## Collected data

# # # # #

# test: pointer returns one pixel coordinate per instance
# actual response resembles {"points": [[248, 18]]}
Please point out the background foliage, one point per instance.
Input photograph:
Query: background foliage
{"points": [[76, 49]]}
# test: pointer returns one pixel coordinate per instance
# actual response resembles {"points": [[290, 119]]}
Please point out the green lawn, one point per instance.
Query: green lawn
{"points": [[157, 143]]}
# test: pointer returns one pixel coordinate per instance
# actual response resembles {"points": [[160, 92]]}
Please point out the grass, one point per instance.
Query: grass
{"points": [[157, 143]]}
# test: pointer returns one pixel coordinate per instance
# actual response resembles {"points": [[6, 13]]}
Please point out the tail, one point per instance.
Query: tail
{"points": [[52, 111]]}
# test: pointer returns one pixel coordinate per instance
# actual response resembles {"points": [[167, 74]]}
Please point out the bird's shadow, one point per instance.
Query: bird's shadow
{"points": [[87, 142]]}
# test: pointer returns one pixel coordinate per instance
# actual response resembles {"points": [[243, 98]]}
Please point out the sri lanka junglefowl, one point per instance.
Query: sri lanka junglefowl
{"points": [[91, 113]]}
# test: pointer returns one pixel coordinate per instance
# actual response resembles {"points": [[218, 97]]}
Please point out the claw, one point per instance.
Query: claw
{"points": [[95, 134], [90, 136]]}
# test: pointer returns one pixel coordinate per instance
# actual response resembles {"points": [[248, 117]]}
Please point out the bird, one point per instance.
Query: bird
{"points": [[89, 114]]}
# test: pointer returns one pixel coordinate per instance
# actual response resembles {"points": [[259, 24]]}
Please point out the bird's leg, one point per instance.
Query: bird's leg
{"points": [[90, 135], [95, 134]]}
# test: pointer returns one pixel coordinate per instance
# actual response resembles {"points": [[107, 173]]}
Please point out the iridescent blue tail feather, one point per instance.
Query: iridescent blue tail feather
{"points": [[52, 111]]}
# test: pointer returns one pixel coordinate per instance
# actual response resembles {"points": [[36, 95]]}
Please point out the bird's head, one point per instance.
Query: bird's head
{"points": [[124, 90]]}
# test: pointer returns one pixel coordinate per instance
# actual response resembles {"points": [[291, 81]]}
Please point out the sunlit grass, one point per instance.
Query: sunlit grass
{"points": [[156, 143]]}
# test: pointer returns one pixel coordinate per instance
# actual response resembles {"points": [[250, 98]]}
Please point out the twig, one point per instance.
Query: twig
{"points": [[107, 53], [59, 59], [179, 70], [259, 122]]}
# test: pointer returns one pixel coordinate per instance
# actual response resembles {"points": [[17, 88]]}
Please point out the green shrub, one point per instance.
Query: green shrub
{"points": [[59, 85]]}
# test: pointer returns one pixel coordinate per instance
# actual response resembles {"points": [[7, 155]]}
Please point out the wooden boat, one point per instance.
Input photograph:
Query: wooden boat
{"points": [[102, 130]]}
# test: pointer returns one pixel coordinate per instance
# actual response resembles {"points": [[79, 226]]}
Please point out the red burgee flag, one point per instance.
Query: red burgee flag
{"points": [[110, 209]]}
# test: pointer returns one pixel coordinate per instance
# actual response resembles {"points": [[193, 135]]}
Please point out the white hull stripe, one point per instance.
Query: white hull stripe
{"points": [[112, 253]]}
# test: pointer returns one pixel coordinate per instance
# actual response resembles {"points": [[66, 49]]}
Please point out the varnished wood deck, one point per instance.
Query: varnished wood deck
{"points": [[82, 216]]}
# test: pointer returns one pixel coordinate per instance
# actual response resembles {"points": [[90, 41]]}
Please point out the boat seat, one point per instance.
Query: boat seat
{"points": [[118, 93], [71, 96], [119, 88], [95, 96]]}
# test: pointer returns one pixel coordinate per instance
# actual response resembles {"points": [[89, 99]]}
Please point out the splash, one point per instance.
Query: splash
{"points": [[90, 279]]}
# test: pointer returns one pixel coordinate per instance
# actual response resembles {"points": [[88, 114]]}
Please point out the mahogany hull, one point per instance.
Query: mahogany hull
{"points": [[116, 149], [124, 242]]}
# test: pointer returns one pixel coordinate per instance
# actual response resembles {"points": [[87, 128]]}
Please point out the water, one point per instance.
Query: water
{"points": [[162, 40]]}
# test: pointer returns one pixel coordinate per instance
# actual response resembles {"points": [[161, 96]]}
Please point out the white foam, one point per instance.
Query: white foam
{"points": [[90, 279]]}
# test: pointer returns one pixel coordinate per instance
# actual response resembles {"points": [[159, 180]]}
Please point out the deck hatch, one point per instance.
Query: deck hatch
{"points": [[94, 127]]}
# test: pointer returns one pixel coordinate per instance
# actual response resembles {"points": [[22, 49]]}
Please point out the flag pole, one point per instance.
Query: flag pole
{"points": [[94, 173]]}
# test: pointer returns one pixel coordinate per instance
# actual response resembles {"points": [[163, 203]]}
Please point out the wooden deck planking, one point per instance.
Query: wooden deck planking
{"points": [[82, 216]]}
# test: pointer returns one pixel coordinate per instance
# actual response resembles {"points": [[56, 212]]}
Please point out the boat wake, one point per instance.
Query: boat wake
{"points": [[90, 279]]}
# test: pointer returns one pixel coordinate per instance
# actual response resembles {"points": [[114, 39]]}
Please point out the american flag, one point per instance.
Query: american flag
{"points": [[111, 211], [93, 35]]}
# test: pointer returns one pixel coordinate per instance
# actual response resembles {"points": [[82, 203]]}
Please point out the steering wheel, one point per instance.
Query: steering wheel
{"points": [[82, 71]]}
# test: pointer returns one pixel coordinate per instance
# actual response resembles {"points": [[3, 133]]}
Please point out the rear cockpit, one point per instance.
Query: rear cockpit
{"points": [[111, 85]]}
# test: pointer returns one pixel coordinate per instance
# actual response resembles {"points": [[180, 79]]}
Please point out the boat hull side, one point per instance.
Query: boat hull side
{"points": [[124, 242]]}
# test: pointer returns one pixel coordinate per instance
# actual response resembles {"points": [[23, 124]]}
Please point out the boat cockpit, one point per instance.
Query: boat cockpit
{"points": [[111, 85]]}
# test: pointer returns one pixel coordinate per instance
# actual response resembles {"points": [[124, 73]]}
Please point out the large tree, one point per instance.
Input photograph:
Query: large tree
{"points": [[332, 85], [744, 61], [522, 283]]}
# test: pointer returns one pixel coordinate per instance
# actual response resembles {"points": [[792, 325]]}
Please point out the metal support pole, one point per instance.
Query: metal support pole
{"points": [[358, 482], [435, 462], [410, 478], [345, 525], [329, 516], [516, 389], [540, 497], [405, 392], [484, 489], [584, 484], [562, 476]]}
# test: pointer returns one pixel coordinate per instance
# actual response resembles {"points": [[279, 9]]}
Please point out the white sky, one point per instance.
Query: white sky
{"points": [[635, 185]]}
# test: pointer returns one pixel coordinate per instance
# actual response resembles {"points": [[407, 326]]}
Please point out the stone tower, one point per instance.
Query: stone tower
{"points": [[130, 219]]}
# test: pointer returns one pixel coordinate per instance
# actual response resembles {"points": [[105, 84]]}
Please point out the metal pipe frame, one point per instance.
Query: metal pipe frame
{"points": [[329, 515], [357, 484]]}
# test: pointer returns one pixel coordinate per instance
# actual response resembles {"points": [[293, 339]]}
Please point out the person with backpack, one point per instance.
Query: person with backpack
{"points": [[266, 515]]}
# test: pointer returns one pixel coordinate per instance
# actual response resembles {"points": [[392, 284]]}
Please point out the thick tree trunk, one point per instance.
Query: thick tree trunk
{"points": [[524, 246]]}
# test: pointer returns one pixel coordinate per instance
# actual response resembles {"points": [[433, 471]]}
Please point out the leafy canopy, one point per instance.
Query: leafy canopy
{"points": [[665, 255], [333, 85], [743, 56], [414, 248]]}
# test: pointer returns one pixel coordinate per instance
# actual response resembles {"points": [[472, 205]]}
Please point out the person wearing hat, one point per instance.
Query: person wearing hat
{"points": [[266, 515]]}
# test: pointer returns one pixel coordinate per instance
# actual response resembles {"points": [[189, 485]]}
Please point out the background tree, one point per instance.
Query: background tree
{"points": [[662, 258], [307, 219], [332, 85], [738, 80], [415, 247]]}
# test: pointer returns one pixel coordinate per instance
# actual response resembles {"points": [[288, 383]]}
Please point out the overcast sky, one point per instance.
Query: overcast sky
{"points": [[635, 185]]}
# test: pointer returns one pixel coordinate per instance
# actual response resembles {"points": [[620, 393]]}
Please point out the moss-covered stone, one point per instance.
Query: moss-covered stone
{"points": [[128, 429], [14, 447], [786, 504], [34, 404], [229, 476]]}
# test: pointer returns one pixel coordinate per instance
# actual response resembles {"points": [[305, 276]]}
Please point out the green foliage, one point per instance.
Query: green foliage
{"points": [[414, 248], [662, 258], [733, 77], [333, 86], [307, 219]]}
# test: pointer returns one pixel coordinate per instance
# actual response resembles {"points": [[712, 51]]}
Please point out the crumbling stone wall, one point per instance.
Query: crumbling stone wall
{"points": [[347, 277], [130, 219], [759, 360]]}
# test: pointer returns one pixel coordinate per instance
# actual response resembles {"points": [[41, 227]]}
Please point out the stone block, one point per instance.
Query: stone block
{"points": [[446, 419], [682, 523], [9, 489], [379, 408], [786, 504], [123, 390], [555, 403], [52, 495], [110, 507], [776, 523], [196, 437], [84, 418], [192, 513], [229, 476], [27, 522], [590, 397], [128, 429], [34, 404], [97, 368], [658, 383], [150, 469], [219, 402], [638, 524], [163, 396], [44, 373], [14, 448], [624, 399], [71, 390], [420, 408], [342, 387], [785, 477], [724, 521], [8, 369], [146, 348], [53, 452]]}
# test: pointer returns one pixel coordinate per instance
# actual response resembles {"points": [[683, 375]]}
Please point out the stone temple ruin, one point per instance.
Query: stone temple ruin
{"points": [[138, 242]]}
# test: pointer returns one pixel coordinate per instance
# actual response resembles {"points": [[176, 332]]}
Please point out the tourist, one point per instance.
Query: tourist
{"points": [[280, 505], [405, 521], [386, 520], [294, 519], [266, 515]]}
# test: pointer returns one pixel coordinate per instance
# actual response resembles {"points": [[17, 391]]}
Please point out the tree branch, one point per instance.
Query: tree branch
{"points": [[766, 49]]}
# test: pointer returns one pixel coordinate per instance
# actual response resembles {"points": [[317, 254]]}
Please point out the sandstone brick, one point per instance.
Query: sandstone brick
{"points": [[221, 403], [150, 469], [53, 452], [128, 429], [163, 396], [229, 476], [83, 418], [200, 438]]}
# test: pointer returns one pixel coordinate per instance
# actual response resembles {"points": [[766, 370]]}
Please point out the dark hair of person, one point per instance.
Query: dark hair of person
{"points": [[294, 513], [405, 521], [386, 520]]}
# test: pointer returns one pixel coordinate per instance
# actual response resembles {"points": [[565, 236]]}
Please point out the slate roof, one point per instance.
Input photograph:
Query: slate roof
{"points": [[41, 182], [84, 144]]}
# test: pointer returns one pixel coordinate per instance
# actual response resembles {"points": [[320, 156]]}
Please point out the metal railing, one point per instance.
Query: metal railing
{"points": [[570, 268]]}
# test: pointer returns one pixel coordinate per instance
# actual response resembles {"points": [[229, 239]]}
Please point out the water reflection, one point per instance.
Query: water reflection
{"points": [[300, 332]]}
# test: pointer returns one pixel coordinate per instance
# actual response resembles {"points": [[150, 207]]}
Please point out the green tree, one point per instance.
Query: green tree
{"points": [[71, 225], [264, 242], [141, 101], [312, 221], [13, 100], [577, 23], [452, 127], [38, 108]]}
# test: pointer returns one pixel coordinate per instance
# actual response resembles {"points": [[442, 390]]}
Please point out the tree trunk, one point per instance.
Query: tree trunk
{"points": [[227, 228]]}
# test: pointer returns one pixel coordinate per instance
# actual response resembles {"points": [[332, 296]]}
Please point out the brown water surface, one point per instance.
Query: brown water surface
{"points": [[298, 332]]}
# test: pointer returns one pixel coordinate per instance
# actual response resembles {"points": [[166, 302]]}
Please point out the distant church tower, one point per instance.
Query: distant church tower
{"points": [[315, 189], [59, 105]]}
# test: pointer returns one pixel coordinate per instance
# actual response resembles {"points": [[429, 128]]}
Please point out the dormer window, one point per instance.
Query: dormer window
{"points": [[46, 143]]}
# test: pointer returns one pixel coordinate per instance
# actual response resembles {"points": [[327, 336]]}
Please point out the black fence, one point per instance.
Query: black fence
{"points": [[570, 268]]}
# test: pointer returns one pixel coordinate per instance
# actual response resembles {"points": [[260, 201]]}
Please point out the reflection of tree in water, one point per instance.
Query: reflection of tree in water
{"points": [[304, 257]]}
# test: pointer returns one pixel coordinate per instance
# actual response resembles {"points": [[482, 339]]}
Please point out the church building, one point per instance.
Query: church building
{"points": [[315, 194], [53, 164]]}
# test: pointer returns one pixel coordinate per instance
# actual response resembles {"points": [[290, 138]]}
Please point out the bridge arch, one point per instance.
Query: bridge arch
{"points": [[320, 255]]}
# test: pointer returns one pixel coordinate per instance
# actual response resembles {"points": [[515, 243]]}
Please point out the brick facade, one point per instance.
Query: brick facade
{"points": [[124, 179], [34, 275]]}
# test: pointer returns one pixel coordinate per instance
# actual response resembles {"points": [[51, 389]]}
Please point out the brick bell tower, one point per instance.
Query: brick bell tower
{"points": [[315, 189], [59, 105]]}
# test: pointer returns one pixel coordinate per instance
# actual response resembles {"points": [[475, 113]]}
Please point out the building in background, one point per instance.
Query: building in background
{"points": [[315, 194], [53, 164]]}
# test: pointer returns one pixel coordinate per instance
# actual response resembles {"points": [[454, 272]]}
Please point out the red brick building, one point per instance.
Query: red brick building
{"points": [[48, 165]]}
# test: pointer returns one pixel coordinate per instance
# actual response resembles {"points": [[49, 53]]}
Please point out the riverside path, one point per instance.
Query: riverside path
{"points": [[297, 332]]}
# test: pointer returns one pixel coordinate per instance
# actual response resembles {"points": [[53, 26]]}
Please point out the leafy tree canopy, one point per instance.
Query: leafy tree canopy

# # # # #

## Your objective
Output only the lines from the line that contains "Query: brick bell tower" through the end of the entries, both included, exactly as they appear.

## Completed task
Query: brick bell tower
{"points": [[315, 189], [59, 105]]}
# test: pointer returns one pixel coordinate per instance
# actual response resembles {"points": [[475, 113]]}
Please point out the building in background, one point per instance.
Query: building in background
{"points": [[315, 194], [53, 164]]}
# test: pointer returns one pixel coordinate per instance
# actual response resembles {"points": [[454, 272]]}
Please point out the red brick building, one point per instance.
Query: red brick building
{"points": [[48, 165]]}
# test: pointer returns one pixel coordinate per instance
# actual response resembles {"points": [[49, 53]]}
Please point out the riverside path, one point per instance.
Query: riverside path
{"points": [[297, 332]]}
# test: pointer returns one pixel coordinate per instance
# actual response resembles {"points": [[53, 26]]}
Please point out the leafy tree canopy, one point per instance.
Query: leafy tree canopy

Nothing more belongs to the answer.